Lesetext:
▽

Für Sie gelesen
Sehr geehrte Apothekerin, sehr geehrter Apotheker,
hier ist der vollständige Text für Sie:
Neue Allgemeine Gesundheitszeitung für Deutschland / Ausgabe Juli
Essen - Ob Horst Seehofer
oder Andrea Fischer, ob Ulla Schmidt oder jetzt Philipp Rösler -
Gesundheitsminister scheinen nicht imstande zu sein, das Problem einer
sauberen und nachhaltigen Finanzierung der Gesetzlichen
Krankenversicherung zu lösen. Alles lief und läuft immer nach dem
gleichen Schema ab: Schröpfen und sparen - bei Patienten, bei
Versicherten, bei den Anbietern der Leistungen im Gesundheitswesen - nur
nicht bei den Verwaltungskosten der Krankenkassen.
In ihrer Juli-Ausgabe greift die Neue Allgemeine Gesundheitszeitung für
Deutschland das Thema auf und zeigt die Unsinnigkeit und die Gefahren
der drastischen Sparmaßnahmen auf. Dass am Ende die Versicherten und -
nach letzten Meldungen - auch wieder die Unternehmen den Großteil der
fehlenden Finanzierung tragen müssen, war angesichts der desolaten
Kassenlage des von Ulla Schmidt (SPD) eingeführten Gesundheitsfonds
nicht anders zu erwarten.

△

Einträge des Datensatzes
▽

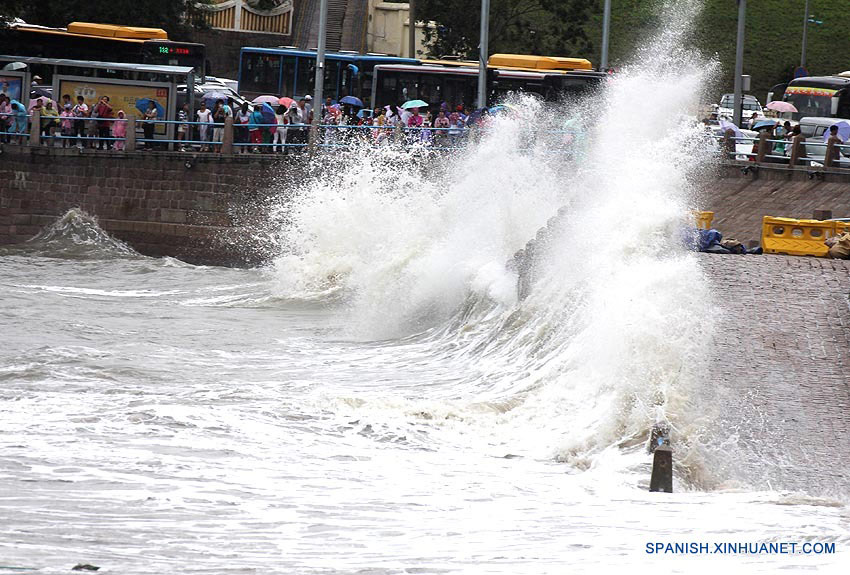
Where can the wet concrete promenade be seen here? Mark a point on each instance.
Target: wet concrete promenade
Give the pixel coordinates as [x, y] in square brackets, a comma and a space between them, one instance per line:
[782, 366]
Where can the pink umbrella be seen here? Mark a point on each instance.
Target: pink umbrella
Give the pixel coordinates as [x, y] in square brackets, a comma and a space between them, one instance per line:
[272, 100]
[41, 99]
[780, 106]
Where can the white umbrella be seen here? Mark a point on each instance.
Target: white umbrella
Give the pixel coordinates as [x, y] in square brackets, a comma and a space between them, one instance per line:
[781, 106]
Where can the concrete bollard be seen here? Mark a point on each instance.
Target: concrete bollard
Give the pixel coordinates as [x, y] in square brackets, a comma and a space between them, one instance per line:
[797, 150]
[830, 150]
[729, 143]
[764, 145]
[662, 461]
[35, 128]
[130, 139]
[227, 137]
[662, 470]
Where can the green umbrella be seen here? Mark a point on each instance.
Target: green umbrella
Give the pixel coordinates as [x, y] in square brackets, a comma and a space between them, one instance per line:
[414, 104]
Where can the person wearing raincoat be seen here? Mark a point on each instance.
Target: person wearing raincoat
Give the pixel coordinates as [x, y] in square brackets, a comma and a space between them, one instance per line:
[5, 118]
[119, 131]
[49, 120]
[256, 129]
[19, 119]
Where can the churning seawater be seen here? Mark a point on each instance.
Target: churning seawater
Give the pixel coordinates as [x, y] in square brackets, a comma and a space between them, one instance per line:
[379, 400]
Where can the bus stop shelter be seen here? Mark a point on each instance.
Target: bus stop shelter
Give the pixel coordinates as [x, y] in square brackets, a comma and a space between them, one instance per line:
[130, 87]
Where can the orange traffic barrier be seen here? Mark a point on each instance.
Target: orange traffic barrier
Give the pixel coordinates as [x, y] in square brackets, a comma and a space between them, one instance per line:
[796, 237]
[703, 219]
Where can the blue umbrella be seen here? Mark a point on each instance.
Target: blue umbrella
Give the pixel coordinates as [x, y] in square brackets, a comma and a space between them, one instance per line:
[724, 125]
[414, 104]
[843, 131]
[764, 124]
[211, 97]
[268, 113]
[351, 101]
[142, 106]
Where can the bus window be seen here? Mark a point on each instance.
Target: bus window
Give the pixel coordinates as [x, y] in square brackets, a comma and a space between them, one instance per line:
[408, 87]
[385, 92]
[287, 79]
[305, 76]
[331, 85]
[260, 73]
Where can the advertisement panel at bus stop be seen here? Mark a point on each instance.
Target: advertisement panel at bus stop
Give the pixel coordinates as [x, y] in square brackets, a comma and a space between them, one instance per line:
[11, 86]
[133, 99]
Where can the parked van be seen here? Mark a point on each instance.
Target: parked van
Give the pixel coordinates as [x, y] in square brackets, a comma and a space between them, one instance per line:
[814, 128]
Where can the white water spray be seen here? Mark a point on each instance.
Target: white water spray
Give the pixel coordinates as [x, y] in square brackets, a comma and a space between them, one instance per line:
[615, 332]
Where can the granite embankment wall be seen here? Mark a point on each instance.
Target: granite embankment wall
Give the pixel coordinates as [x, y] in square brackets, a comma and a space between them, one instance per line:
[739, 200]
[211, 209]
[199, 208]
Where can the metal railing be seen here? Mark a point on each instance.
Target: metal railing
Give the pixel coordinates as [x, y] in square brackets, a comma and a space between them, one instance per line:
[224, 137]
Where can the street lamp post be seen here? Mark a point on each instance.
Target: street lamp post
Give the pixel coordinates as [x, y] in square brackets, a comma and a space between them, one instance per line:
[318, 96]
[606, 29]
[805, 32]
[739, 62]
[411, 38]
[483, 53]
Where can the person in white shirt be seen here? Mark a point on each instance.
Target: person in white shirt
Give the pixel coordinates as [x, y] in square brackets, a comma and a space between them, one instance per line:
[204, 116]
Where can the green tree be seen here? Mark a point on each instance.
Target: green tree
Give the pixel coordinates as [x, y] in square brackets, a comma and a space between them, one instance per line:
[551, 27]
[175, 16]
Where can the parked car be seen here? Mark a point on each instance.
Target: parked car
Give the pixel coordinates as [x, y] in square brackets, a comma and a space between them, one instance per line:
[750, 105]
[814, 128]
[201, 89]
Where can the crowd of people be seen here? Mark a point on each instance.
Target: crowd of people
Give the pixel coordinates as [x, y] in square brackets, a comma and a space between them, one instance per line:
[258, 127]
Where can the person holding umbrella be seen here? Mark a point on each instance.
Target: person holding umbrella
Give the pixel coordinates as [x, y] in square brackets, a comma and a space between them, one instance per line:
[103, 111]
[50, 120]
[204, 117]
[80, 112]
[148, 127]
[256, 129]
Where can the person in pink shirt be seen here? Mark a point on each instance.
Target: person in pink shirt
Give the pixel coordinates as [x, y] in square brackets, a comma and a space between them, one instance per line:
[415, 120]
[66, 124]
[119, 130]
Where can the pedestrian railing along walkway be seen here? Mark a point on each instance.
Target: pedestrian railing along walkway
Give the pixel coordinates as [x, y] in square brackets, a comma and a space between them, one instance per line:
[795, 152]
[131, 134]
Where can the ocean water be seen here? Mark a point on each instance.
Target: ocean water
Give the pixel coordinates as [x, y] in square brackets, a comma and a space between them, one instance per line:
[378, 400]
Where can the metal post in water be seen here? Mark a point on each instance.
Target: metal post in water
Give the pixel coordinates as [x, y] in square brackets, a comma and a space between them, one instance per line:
[318, 96]
[805, 33]
[606, 29]
[662, 459]
[411, 39]
[483, 53]
[739, 62]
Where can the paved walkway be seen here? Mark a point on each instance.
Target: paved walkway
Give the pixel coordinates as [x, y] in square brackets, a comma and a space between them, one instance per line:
[782, 365]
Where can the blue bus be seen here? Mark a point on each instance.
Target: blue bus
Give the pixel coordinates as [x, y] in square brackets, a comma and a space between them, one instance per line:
[292, 72]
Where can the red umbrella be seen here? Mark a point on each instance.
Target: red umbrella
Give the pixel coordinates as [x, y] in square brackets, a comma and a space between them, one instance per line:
[43, 101]
[266, 99]
[781, 106]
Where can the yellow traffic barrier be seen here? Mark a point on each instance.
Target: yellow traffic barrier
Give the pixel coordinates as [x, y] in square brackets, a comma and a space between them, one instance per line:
[703, 219]
[841, 227]
[795, 237]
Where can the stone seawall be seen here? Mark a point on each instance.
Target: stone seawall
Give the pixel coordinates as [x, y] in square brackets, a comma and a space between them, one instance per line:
[739, 200]
[199, 208]
[211, 209]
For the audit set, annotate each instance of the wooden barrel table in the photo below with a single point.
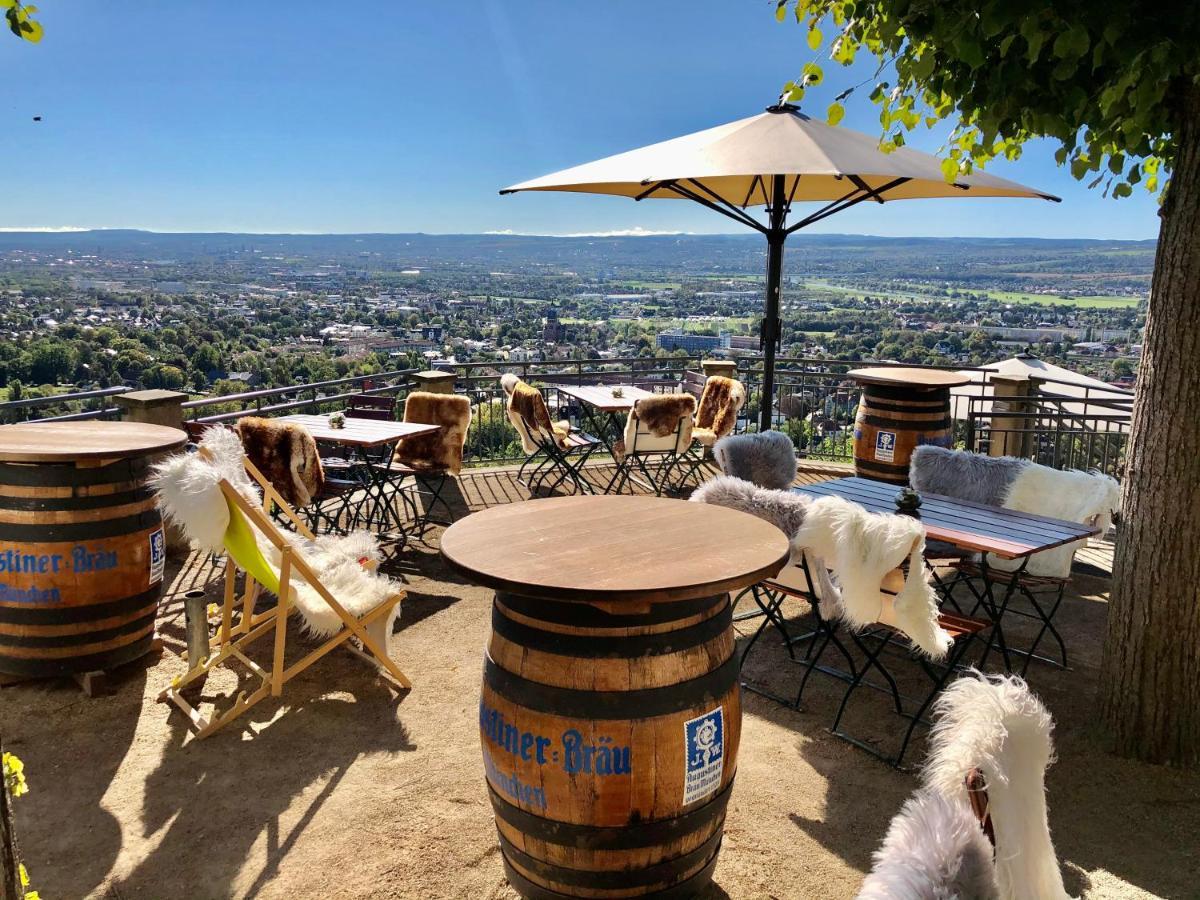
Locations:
(82, 547)
(610, 713)
(900, 409)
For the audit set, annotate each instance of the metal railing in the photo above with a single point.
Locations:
(61, 407)
(1062, 424)
(313, 397)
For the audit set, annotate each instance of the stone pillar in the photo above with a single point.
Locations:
(433, 382)
(1009, 395)
(724, 367)
(153, 407)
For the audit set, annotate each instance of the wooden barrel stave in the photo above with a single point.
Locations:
(75, 553)
(624, 682)
(911, 415)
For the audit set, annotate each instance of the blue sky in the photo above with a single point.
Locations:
(393, 115)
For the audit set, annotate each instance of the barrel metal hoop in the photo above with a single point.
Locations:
(613, 879)
(79, 531)
(630, 837)
(71, 475)
(903, 391)
(70, 615)
(586, 616)
(882, 421)
(82, 637)
(616, 646)
(643, 703)
(52, 504)
(101, 661)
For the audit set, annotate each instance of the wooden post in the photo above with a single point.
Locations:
(1008, 433)
(433, 382)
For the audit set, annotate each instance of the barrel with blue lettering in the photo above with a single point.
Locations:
(82, 552)
(610, 738)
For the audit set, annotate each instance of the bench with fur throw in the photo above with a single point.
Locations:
(767, 459)
(1024, 486)
(287, 456)
(528, 414)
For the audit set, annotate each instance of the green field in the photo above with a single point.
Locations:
(1091, 300)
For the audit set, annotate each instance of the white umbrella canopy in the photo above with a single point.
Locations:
(737, 160)
(1067, 391)
(773, 160)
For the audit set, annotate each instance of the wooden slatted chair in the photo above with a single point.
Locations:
(249, 528)
(556, 451)
(658, 433)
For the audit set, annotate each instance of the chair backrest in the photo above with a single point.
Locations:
(766, 459)
(287, 456)
(660, 424)
(439, 450)
(531, 418)
(719, 405)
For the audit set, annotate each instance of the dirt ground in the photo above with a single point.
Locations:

△

Aufgaben:
1. Bei welchen Kosten wird laut dem Lesetext über die Finanzierung der Krankenversicherung nicht gespart?
2. Setzen Sie den Lesetext über die Finanzierung der Krankenversicherung im Anschluss an seinen letzten Satz fort.

Lösungen:
1. Bei den Verwaltungskosten der Krankenkassen.

2.
Die Neue Allgemeine Gesundheitszeitung für Deutschland erscheint
deutschlandweit mit einer Auflage von einer Million Exemplaren und ist
kostenlos in Apotheken erhältlich.
KOPFPAUSCHALE DURCH DIE HINTERTÜR?
Zwangssparen alleine macht unser Gesundheitssystem nicht krisenfester.
Alle Jahre wieder: Ob AOK-Chef Dr. Herbert Reichelt oder Birgit Fischer,
Vorstandsvorsitzende der Barmer BEK, ob Ingo Kailuweit, Chef der
KKH-Allianz, oder Doris Pfeiffer, Chefin des GKV-Spitzenverbandes, - sie
alle sehen für das nächste Jahr schwarz für die Finanzen der
Gesetzlichen Krankenversicherung: 11 Milliarden Euro fehlen. Deshalb
fordern sie unisono und nachdrücklich die Politik zum sofortigen Handeln
- sprich, natürlich zum Sparen auf. Was sonst?
Und so sparen sie denn wieder. "Sie" - das sind diesmal die
Gesundheitspolitiker Jens Spahn (CDU) und Dr. Rolf Koschorrek (CDU).
Jens Spahn hat im münsterländischen Städtchen Ahaus Abitur gemacht und
eine Banklehre in Münster absolviert. Er ist gerade 30 geworden und
schon gesundheitspolitischer Sprecher der CDU/CSU. Dr. Koschorrek ist
immerhin gestandener Zahnarzt und Obmann der CDU/CSU-Bundestagsfraktion
im Gesundheitsausschuss. Den beiden Gesundheitsexperten hatten die
Spitzen der Koalition aufgetragen, vier Milliarden (!) Euro an
Einsparungen im Gesundheitswesen zu identifizieren und sie dem
Koalitionsausschuss vorzutragen.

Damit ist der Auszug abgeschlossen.